AIM> Please copy the part of the Sledgehammer 44 review that starts at the words containing "I love when" and stops after "fan eye candy.", with no changes.

I love when Mignola’s in his wheelhouse: a silent, hulking
hero, Nazi super-tech, and confused, good-willed everymen along for the ride.
It’s nothing new -- especially if you’re familiar with the world of B.P.R.D. -- but it sure is fun.
The Obligatory Warning: charred corpses. Not terribly
disturbing, but definitely PG-13.
SPOILERS, fresh and not, ahead.
Sledgehammer 44,
as this site’s three other reviews say, is a new miniseries set in the latter
days of World War II in the expanded Mignola-verse (do we say that?). A group
of GIs in occupied France are assigned to protect an ambulatory WMD, and
they’re not sure how they feel about it. In issue #1, the Sledgehammer suit
lands in France, vaporizes some Nazis, and fights a cool-looking Nazi mech. In
other words, this is Mignola fan eye candy.

DATASET EXTRACT>
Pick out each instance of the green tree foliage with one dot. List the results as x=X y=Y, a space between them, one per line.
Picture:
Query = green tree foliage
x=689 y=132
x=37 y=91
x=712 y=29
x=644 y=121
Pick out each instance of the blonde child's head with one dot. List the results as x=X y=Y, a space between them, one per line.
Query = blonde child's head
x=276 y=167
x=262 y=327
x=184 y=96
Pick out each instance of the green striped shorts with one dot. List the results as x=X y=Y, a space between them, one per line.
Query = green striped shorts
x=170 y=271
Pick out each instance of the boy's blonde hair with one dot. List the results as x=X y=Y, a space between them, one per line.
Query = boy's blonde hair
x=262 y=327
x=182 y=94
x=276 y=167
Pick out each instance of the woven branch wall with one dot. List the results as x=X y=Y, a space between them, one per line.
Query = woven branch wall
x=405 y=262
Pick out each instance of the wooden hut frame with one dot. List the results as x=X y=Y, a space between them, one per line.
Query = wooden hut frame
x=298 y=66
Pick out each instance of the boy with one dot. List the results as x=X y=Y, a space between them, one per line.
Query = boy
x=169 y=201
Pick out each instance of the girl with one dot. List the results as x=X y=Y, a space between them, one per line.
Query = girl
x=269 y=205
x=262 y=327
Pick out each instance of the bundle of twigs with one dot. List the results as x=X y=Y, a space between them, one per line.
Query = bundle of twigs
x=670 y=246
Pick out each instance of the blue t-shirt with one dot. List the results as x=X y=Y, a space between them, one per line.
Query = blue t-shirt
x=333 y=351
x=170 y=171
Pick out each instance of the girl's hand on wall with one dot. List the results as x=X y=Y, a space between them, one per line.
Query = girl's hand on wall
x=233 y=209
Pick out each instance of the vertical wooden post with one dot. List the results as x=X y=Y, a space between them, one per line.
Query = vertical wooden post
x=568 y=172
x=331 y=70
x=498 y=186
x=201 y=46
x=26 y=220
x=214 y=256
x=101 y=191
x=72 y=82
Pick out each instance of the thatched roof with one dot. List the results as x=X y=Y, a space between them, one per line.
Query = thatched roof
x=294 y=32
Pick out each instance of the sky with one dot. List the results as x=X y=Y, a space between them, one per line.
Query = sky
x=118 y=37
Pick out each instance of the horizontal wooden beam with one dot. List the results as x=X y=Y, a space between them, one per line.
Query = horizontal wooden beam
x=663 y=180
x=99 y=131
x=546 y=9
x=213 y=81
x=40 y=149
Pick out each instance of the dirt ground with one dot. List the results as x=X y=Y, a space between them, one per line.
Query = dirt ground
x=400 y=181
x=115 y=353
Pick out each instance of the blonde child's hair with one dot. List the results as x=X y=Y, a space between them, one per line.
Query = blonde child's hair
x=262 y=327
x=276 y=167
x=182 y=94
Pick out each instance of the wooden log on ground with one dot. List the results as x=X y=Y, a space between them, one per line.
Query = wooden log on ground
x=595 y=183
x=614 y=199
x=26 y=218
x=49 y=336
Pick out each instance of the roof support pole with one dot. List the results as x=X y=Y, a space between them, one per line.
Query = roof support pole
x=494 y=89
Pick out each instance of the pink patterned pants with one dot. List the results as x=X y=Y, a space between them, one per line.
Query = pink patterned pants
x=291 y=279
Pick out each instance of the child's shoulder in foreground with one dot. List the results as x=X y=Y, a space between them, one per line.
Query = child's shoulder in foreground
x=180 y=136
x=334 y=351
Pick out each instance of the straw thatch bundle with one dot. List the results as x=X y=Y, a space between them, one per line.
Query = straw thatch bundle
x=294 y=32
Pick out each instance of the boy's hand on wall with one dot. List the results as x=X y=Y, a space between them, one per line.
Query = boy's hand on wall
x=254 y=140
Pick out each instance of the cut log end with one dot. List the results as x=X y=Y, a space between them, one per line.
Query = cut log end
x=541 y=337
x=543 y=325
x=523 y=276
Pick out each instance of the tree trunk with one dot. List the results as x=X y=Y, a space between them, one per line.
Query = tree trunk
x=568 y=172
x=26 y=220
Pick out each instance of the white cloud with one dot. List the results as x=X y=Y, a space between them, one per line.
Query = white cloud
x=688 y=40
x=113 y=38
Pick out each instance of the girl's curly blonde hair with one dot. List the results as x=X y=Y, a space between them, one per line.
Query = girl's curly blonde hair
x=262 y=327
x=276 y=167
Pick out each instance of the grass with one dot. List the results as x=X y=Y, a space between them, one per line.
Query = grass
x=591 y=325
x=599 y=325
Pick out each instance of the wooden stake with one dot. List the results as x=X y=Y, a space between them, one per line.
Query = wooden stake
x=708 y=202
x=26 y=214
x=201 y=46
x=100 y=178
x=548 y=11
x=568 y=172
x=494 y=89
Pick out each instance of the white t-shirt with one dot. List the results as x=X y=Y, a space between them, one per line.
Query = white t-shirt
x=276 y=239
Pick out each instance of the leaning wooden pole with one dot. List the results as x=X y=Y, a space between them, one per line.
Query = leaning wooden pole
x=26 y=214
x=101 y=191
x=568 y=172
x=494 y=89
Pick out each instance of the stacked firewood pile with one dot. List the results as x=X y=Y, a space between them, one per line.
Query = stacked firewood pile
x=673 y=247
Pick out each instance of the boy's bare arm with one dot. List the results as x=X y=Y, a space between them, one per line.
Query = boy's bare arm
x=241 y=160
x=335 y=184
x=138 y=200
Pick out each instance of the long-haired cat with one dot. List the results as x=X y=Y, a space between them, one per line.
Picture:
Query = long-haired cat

SOLUTION TO THIS EXERCISE>
I love when Mignola’s in his wheelhouse: a silent, hulking
hero, Nazi super-tech, and confused, good-willed everymen along for the ride.
It’s nothing new -- especially if you’re familiar with the world of B.P.R.D. -- but it sure is fun.
The Obligatory Warning: charred corpses. Not terribly
disturbing, but definitely PG-13.
SPOILERS, fresh and not, ahead.
Sledgehammer 44,
as this site’s three other reviews say, is a new miniseries set in the latter
days of World War II in the expanded Mignola-verse (do we say that?). A group
of GIs in occupied France are assigned to protect an ambulatory WMD, and
they’re not sure how they feel about it. In issue #1, the Sledgehammer suit
lands in France, vaporizes some Nazis, and fights a cool-looking Nazi mech. In
other words, this is Mignola fan eye candy.